→ **About this exercise**: For the word "hazy", determine how many lines of the entries below contain it, and give only that number.
Segment Open
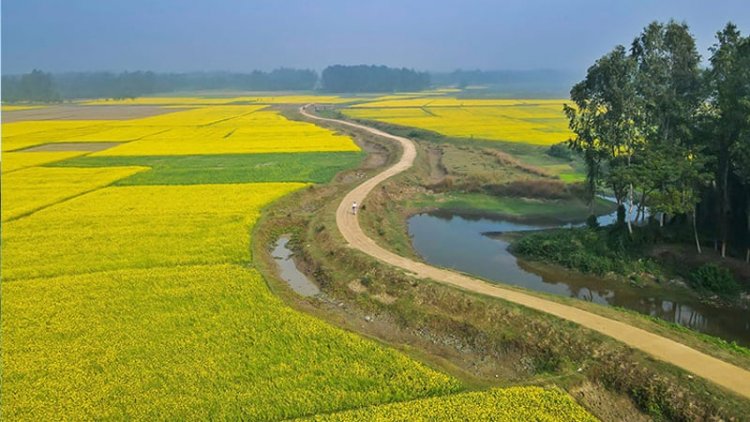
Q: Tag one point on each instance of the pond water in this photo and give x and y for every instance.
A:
(461, 242)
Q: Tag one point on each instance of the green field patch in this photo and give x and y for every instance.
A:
(306, 167)
(560, 210)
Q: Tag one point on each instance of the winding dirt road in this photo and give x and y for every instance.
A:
(722, 373)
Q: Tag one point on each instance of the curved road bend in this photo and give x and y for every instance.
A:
(722, 373)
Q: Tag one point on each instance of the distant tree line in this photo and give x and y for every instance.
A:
(363, 78)
(38, 86)
(664, 134)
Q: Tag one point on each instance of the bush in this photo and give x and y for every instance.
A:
(715, 279)
(583, 249)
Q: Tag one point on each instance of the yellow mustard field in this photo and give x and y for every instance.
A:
(540, 122)
(186, 343)
(254, 132)
(12, 161)
(502, 404)
(137, 227)
(29, 189)
(206, 130)
(6, 107)
(135, 298)
(262, 98)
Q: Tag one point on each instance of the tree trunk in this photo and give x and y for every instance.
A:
(630, 209)
(695, 232)
(724, 203)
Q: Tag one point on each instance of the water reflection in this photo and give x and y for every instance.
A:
(459, 242)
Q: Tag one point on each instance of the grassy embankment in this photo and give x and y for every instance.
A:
(480, 340)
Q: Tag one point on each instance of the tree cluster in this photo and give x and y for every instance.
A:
(363, 78)
(664, 134)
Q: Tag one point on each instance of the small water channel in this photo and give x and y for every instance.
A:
(460, 242)
(288, 269)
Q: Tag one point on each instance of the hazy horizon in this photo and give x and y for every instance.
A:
(236, 36)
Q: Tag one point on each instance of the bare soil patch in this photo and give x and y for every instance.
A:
(72, 146)
(81, 112)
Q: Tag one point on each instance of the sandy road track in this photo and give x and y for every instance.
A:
(715, 370)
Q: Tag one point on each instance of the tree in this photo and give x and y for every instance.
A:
(603, 120)
(729, 87)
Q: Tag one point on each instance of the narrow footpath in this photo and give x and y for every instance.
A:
(729, 376)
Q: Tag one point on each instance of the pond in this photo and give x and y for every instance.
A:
(461, 242)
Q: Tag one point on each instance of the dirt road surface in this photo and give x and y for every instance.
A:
(715, 370)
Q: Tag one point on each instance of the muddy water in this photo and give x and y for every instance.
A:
(288, 269)
(460, 242)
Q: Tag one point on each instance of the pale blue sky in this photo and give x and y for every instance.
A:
(235, 35)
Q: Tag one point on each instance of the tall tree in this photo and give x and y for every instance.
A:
(669, 91)
(603, 121)
(729, 85)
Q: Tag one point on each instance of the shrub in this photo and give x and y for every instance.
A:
(715, 279)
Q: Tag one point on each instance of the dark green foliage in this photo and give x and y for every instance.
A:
(312, 167)
(585, 250)
(714, 279)
(363, 78)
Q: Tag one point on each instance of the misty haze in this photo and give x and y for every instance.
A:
(391, 210)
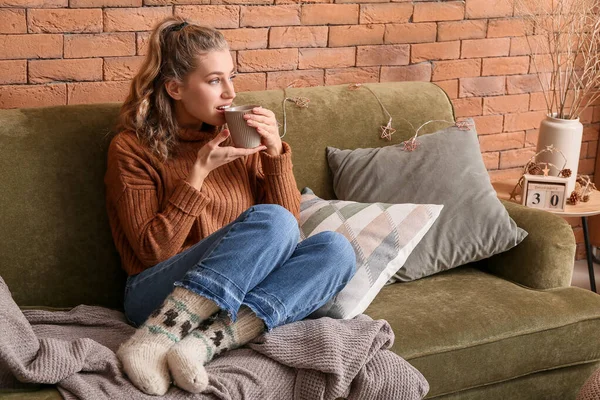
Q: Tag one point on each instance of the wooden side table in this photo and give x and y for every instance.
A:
(582, 210)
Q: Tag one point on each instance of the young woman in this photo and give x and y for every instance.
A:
(202, 226)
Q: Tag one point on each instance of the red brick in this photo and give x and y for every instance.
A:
(351, 75)
(531, 136)
(515, 158)
(450, 87)
(327, 58)
(491, 160)
(45, 71)
(251, 82)
(586, 167)
(506, 174)
(102, 45)
(446, 11)
(246, 2)
(218, 17)
(467, 107)
(590, 132)
(25, 96)
(13, 71)
(298, 36)
(523, 121)
(13, 21)
(509, 27)
(382, 55)
(540, 63)
(506, 104)
(353, 35)
(97, 92)
(520, 46)
(134, 19)
(34, 3)
(505, 66)
(410, 33)
(482, 86)
(298, 78)
(246, 38)
(469, 29)
(488, 9)
(121, 68)
(385, 13)
(175, 2)
(502, 141)
(267, 60)
(592, 149)
(444, 70)
(527, 7)
(104, 3)
(67, 20)
(270, 16)
(435, 51)
(329, 14)
(487, 124)
(485, 48)
(525, 83)
(31, 46)
(362, 1)
(415, 72)
(537, 102)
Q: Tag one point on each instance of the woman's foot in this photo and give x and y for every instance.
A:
(187, 358)
(144, 355)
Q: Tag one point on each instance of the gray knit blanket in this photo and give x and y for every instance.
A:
(306, 360)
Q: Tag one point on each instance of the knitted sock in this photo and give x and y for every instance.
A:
(144, 355)
(187, 358)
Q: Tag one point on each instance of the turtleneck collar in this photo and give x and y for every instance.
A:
(195, 135)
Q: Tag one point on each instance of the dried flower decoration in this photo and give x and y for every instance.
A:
(535, 168)
(583, 187)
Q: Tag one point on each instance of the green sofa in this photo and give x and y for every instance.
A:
(508, 327)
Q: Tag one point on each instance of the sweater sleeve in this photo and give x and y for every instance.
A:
(154, 233)
(276, 182)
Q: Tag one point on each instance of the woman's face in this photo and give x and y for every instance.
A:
(203, 92)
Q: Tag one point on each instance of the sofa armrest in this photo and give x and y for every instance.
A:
(545, 258)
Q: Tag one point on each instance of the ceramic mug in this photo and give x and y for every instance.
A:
(242, 135)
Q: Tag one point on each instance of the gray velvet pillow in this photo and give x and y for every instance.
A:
(446, 168)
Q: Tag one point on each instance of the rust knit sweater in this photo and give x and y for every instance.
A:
(155, 214)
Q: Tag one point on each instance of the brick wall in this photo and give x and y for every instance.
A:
(83, 51)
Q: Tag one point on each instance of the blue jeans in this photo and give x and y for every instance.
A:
(255, 261)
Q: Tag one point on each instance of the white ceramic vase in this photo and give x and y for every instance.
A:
(565, 135)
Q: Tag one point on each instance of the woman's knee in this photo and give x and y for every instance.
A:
(339, 251)
(279, 221)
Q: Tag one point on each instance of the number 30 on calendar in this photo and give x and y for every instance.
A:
(544, 192)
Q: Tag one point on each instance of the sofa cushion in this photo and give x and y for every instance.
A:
(465, 328)
(446, 168)
(382, 236)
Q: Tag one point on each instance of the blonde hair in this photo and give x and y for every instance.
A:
(173, 49)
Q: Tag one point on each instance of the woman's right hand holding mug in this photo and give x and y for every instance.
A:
(212, 156)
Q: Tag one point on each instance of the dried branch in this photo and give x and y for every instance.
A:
(571, 39)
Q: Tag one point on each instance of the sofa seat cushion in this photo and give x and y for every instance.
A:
(466, 328)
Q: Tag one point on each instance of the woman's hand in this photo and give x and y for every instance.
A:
(266, 125)
(212, 156)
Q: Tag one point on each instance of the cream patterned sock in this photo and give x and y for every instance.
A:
(187, 358)
(144, 355)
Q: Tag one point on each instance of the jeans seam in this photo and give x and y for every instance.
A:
(205, 255)
(188, 285)
(269, 303)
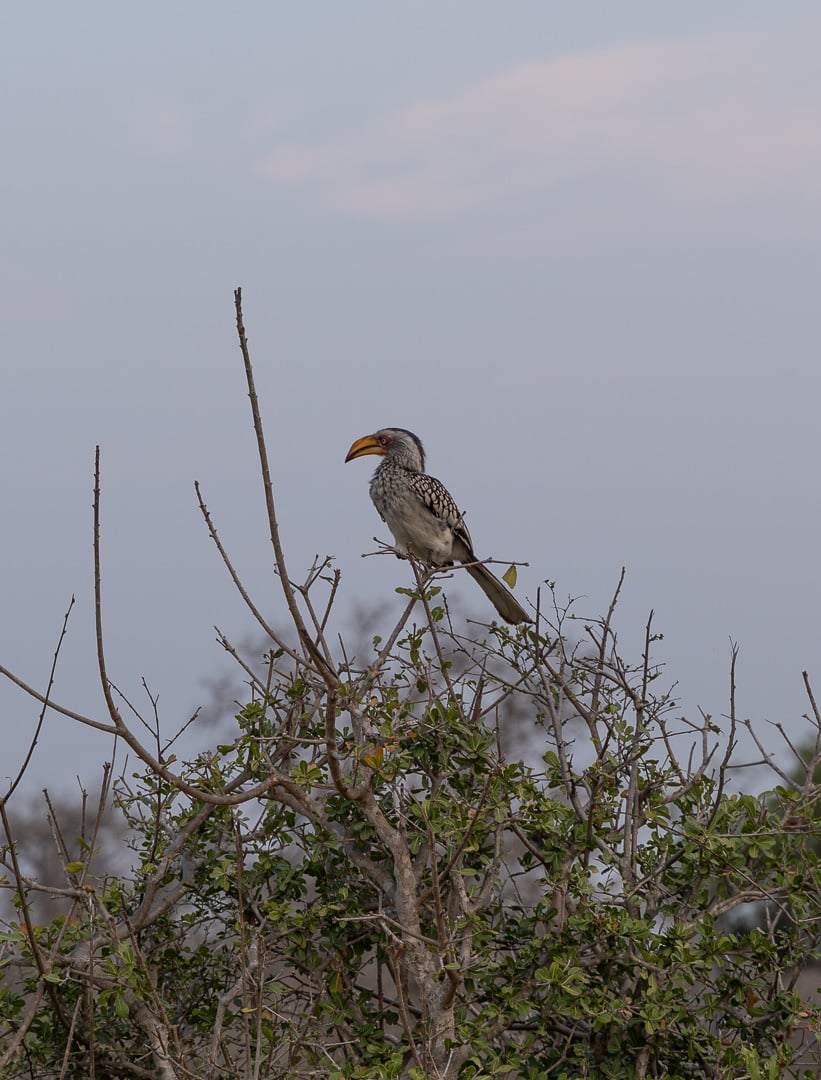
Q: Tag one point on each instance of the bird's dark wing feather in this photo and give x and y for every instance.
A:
(434, 496)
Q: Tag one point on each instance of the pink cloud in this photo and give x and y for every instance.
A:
(691, 121)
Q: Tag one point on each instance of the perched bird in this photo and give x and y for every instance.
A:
(421, 514)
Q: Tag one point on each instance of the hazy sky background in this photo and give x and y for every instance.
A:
(574, 247)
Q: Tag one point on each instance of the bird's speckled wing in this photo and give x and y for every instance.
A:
(440, 502)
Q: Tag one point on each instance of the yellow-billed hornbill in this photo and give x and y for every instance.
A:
(421, 514)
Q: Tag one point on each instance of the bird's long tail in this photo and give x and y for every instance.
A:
(499, 595)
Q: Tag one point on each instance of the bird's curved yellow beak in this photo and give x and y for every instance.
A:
(367, 444)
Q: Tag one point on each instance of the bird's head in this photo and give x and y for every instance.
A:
(399, 445)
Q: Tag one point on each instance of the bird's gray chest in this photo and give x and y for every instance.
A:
(415, 527)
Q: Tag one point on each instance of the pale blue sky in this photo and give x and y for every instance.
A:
(575, 248)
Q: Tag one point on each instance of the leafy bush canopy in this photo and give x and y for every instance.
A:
(455, 854)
Segment Closed
→ **Task output**: 2